- _Assigned task_
Return the entries that follow exactly, with no images.
---------------
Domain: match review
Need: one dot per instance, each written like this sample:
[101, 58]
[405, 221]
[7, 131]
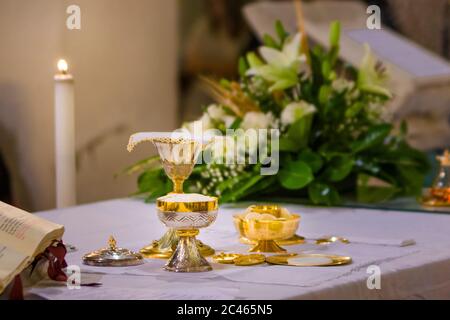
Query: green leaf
[236, 123]
[354, 109]
[288, 145]
[339, 168]
[372, 138]
[242, 67]
[295, 175]
[373, 193]
[281, 32]
[311, 158]
[149, 180]
[335, 33]
[321, 193]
---------------
- _Answer space_
Domain: match review
Need: one dot per instance, each written like this sample:
[101, 58]
[405, 221]
[7, 131]
Query: green leaf
[236, 123]
[354, 109]
[288, 145]
[339, 168]
[372, 138]
[242, 67]
[295, 175]
[373, 193]
[281, 32]
[311, 158]
[149, 180]
[335, 33]
[321, 193]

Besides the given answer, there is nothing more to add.